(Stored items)
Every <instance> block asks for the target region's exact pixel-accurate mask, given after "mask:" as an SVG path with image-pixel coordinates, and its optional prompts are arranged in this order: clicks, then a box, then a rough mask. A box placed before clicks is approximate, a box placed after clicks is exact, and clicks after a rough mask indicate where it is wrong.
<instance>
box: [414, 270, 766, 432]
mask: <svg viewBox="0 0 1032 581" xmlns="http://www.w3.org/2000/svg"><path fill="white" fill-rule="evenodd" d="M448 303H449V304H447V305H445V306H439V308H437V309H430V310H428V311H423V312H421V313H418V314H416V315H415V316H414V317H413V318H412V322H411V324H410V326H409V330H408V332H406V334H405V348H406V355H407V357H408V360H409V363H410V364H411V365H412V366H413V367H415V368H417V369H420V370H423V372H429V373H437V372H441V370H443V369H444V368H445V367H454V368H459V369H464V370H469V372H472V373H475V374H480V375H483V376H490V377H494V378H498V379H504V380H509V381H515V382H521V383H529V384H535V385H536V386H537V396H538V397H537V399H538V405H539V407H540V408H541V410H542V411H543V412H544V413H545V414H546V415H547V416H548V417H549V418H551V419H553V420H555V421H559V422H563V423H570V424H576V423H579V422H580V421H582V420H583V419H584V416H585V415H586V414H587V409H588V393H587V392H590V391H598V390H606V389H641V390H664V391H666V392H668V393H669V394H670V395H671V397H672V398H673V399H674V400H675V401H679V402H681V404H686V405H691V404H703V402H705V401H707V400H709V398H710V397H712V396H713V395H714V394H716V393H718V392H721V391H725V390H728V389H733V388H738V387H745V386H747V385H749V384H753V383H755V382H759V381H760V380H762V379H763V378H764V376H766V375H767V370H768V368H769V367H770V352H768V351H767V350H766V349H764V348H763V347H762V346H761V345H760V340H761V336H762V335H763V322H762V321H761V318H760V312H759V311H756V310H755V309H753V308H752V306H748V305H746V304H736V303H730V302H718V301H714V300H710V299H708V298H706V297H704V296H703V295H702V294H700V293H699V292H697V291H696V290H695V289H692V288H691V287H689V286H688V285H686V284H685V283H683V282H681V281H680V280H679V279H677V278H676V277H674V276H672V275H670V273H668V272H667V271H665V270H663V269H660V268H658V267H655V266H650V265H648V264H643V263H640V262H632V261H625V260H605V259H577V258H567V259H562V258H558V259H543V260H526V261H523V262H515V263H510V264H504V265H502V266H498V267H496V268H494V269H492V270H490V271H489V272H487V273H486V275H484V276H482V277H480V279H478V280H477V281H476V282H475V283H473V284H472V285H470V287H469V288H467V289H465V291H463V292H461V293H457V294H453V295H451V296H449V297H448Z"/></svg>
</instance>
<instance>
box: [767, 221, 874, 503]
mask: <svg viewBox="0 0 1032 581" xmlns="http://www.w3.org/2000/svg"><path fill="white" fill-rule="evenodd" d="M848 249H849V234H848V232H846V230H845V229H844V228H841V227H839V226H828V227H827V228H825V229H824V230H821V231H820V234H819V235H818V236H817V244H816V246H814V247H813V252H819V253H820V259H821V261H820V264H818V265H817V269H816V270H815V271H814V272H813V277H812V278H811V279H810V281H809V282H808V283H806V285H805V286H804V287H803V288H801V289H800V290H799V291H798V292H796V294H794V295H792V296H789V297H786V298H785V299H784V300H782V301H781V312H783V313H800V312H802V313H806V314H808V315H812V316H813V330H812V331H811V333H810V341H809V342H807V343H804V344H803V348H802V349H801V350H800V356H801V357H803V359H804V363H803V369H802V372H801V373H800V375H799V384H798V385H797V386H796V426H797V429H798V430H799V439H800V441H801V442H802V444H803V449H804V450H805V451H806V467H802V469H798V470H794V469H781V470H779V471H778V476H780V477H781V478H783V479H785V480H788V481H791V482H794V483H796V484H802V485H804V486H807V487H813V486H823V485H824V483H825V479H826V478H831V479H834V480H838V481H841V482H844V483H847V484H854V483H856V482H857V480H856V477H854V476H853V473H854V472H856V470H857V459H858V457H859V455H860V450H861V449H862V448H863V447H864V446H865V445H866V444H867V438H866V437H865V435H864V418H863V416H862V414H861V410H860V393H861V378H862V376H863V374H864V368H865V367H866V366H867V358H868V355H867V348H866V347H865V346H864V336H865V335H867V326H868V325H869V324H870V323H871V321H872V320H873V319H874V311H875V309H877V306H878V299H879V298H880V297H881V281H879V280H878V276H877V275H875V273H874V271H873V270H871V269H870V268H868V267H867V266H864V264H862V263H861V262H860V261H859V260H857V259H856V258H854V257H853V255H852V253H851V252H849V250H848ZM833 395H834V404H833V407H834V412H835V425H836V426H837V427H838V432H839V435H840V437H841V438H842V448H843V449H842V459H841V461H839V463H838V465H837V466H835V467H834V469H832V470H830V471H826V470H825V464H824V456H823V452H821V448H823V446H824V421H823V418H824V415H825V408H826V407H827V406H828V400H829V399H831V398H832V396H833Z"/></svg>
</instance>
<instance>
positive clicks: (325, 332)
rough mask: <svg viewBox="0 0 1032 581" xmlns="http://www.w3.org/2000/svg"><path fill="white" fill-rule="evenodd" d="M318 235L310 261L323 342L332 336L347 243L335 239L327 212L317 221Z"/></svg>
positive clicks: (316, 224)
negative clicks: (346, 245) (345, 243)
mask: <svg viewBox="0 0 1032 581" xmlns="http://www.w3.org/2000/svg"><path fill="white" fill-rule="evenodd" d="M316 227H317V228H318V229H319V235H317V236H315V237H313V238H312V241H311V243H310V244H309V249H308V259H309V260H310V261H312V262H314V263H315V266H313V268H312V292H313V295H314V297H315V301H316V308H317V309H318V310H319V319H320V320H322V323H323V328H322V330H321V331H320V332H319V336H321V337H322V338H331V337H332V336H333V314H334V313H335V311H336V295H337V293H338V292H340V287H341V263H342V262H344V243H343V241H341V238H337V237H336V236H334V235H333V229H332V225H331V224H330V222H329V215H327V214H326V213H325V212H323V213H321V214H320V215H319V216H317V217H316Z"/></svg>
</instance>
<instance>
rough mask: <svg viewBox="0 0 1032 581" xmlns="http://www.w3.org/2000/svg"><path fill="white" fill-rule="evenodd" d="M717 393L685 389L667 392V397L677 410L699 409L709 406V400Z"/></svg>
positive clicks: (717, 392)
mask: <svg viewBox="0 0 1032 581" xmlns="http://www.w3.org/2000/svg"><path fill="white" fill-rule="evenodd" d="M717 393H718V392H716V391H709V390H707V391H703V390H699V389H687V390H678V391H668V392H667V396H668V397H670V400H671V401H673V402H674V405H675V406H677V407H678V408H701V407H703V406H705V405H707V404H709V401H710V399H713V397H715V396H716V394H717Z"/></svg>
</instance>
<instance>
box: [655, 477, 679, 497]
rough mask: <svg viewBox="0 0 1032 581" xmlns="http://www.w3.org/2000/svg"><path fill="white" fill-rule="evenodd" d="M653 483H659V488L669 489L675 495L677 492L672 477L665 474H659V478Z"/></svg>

■ **Assigned task**
Reproduce the stretch from the start of the entries through the line that contains "box: [414, 270, 766, 432]", swapping "prompts" for "cues" and leaving everything else unchanged.

■ **Response area**
Every <instance> block asks for the target region's exact pixel-accurate mask, given after "mask:" as an SVG path with image-pixel coordinates, and its optional cues are arranged in this order: clicks, then a box, then a rough mask. A box placed before clicks is approximate, a box placed after clicks is exact, and clicks after a rough mask indicate where it is wrong.
<instance>
box: [414, 270, 766, 432]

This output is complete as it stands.